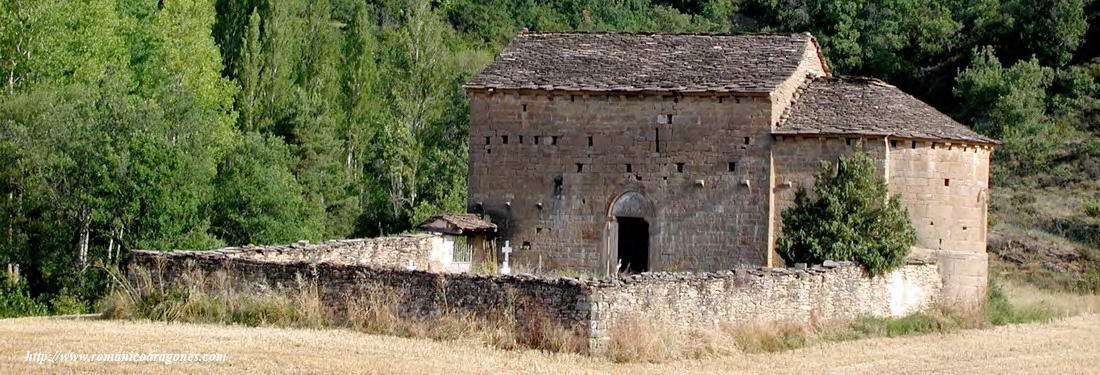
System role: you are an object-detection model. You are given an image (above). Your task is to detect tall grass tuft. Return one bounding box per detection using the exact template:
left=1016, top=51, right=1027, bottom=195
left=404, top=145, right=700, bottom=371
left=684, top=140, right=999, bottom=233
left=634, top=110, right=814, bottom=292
left=102, top=262, right=587, bottom=353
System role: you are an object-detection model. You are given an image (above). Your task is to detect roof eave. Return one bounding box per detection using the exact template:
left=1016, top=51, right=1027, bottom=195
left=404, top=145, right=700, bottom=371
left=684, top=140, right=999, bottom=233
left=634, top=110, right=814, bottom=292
left=771, top=131, right=1003, bottom=146
left=462, top=85, right=772, bottom=97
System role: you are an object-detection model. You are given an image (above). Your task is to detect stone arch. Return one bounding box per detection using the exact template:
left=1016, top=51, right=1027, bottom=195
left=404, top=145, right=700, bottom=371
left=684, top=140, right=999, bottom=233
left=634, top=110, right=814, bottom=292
left=604, top=191, right=655, bottom=273
left=607, top=191, right=653, bottom=218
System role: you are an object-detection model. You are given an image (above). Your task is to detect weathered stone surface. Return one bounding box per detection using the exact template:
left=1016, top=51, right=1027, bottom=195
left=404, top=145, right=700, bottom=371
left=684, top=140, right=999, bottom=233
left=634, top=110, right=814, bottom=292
left=130, top=244, right=942, bottom=352
left=466, top=32, right=813, bottom=92
left=133, top=234, right=453, bottom=272
left=774, top=76, right=997, bottom=143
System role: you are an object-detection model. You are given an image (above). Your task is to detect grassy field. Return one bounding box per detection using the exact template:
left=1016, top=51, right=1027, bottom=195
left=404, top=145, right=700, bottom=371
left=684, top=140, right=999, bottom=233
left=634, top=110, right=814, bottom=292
left=0, top=315, right=1100, bottom=374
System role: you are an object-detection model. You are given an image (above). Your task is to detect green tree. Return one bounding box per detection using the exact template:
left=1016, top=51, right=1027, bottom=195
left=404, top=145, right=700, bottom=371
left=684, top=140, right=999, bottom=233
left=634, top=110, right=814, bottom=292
left=778, top=148, right=916, bottom=275
left=210, top=133, right=322, bottom=244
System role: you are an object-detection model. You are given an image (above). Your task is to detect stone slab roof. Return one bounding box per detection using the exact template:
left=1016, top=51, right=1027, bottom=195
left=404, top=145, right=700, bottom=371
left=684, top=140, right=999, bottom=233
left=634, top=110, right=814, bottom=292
left=465, top=32, right=813, bottom=92
left=772, top=77, right=1000, bottom=144
left=417, top=213, right=496, bottom=234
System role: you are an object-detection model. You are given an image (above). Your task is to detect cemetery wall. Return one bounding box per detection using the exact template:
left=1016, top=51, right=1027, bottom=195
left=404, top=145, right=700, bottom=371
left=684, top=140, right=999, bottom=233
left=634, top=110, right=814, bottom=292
left=130, top=239, right=942, bottom=352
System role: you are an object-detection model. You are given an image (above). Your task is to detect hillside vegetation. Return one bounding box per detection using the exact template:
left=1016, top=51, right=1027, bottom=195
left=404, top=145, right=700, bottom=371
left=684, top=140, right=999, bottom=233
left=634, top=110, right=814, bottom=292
left=0, top=0, right=1100, bottom=313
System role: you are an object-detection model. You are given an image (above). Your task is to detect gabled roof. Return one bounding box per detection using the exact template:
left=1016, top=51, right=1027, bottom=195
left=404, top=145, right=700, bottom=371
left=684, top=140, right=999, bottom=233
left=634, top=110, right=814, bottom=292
left=465, top=32, right=816, bottom=93
left=417, top=213, right=496, bottom=234
left=772, top=77, right=1000, bottom=144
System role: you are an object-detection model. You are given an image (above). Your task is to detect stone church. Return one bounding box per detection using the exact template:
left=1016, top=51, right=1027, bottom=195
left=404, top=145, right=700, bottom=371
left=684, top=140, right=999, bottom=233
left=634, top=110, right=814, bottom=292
left=465, top=32, right=998, bottom=294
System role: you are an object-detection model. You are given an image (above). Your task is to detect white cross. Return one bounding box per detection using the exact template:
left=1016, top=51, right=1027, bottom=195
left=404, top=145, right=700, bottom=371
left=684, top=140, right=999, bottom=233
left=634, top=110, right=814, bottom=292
left=501, top=241, right=512, bottom=275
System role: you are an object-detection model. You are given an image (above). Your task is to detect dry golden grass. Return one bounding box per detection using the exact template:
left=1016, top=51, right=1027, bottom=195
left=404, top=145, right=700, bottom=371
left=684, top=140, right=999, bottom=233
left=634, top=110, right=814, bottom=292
left=0, top=315, right=1100, bottom=375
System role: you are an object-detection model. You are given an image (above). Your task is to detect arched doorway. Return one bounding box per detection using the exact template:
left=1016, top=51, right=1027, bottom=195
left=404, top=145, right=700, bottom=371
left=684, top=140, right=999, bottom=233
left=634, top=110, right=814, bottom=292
left=607, top=191, right=653, bottom=273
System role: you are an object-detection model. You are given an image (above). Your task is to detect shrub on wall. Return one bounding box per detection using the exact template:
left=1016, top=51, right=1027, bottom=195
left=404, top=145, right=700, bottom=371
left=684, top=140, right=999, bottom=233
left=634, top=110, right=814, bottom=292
left=778, top=148, right=916, bottom=275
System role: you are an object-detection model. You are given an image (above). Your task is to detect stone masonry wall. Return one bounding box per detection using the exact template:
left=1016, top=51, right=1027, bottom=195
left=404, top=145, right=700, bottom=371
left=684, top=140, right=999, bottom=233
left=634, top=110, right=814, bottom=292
left=589, top=261, right=942, bottom=352
left=145, top=234, right=453, bottom=272
left=130, top=239, right=942, bottom=352
left=887, top=140, right=992, bottom=305
left=130, top=251, right=590, bottom=345
left=468, top=91, right=771, bottom=273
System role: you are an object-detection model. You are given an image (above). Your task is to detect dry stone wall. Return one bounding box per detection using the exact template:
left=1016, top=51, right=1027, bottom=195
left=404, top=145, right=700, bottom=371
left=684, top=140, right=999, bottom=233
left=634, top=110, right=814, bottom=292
left=131, top=237, right=942, bottom=352
left=469, top=91, right=771, bottom=273
left=130, top=251, right=589, bottom=337
left=148, top=234, right=453, bottom=272
left=589, top=261, right=942, bottom=351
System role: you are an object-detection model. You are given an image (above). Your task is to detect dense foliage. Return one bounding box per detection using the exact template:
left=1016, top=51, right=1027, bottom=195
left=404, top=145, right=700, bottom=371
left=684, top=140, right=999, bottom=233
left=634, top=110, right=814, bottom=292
left=0, top=0, right=1100, bottom=310
left=777, top=152, right=916, bottom=275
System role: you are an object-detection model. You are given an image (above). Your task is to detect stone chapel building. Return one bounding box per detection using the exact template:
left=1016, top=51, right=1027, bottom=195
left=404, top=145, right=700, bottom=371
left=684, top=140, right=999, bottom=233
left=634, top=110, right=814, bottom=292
left=465, top=32, right=997, bottom=294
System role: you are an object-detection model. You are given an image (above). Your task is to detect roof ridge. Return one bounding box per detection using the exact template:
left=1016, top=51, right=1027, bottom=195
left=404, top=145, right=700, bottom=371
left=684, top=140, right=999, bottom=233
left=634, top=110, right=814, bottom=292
left=811, top=75, right=897, bottom=87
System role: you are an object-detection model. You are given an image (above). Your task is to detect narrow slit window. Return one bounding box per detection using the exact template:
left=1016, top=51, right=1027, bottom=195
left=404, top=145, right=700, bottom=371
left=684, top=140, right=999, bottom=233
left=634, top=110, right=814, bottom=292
left=553, top=176, right=562, bottom=199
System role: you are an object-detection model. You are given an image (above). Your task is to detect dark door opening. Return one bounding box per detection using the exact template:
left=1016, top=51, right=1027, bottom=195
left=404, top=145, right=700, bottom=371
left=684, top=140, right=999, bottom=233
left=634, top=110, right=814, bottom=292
left=615, top=217, right=649, bottom=274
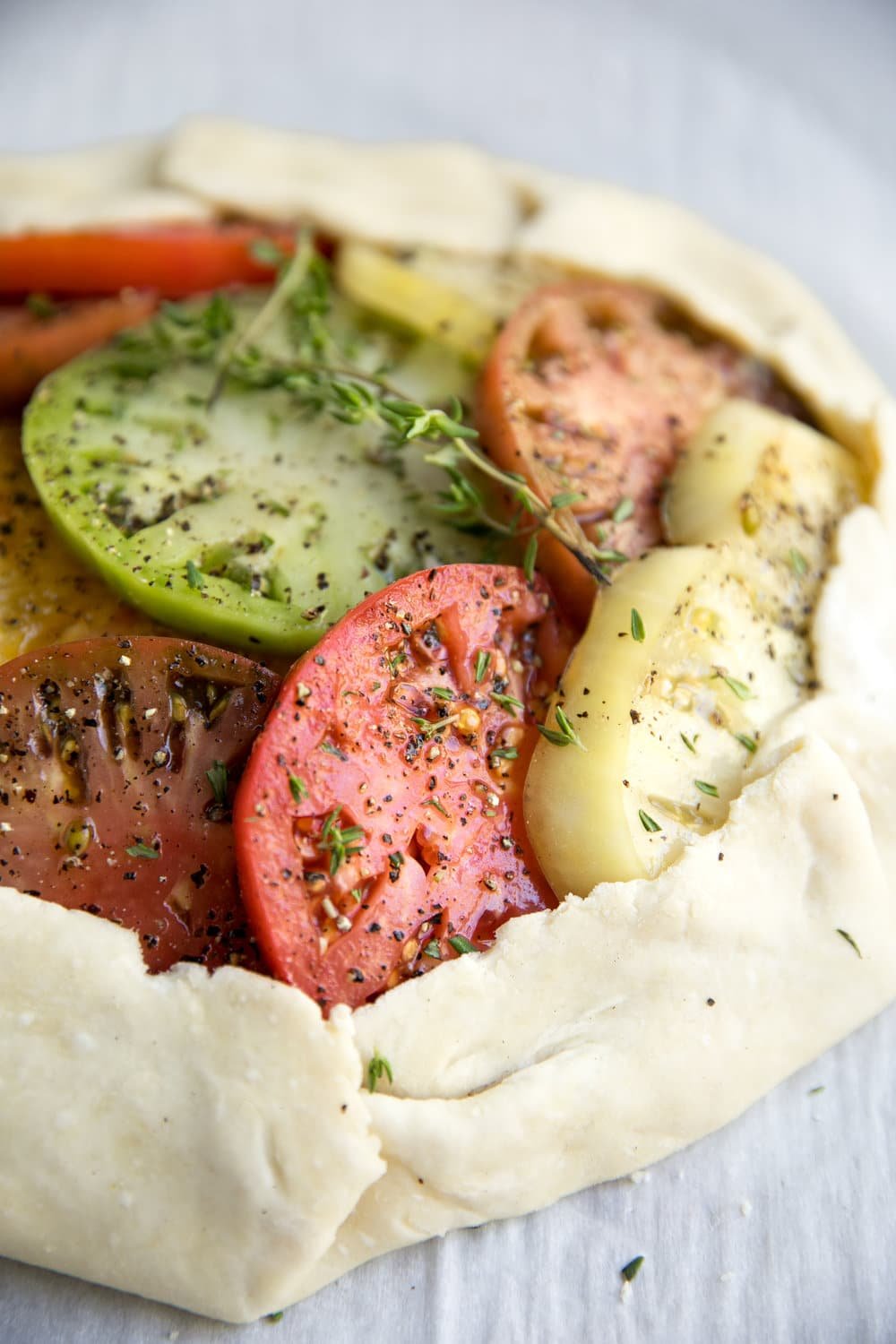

OBJECTIVE: Please render the part of the material that opens with the line containing "to detect green" and closes with the line containing "left=0, top=0, right=1100, bottom=313" as a JSON list of strings, one string per line, with blank lines left out.

RESPONSE FOR THIS EXERCISE:
[
  "System role: you are an object-detection model. You are given an image (above). Your task is to detect green tree. Return one bounding box per detection using the exact template:",
  "left=1016, top=51, right=1027, bottom=195",
  "left=404, top=145, right=700, bottom=371",
  "left=684, top=140, right=999, bottom=233",
  "left=634, top=110, right=814, bottom=292",
  "left=778, top=148, right=916, bottom=275",
  "left=210, top=133, right=322, bottom=244",
  "System role: you are an object-detection model. You are given an image (above). Your task is to detect stone slab roof. Return one bounding box per detection using the exact template:",
  "left=1016, top=51, right=1027, bottom=195",
  "left=404, top=145, right=700, bottom=371",
  "left=684, top=140, right=999, bottom=233",
  "left=634, top=110, right=814, bottom=292",
  "left=465, top=32, right=813, bottom=92",
  "left=772, top=77, right=1000, bottom=144",
  "left=417, top=213, right=496, bottom=234",
  "System role: you are an object-detection model. You are given an image (above). Your task is to detect cemetery wall. Return one bounding box per detection using the exact template:",
  "left=1016, top=51, right=1027, bottom=195",
  "left=404, top=145, right=700, bottom=371",
  "left=684, top=140, right=999, bottom=233",
  "left=634, top=110, right=814, bottom=292",
  "left=130, top=239, right=942, bottom=352",
  "System role: you are an object-detection model. You are given an image (above). Your task is to detect hillside vegetation. Return one bounding box per detection using the exact template:",
  "left=1016, top=51, right=1027, bottom=195",
  "left=404, top=145, right=700, bottom=371",
  "left=684, top=140, right=999, bottom=233",
  "left=634, top=110, right=814, bottom=292",
  "left=0, top=0, right=1100, bottom=313"
]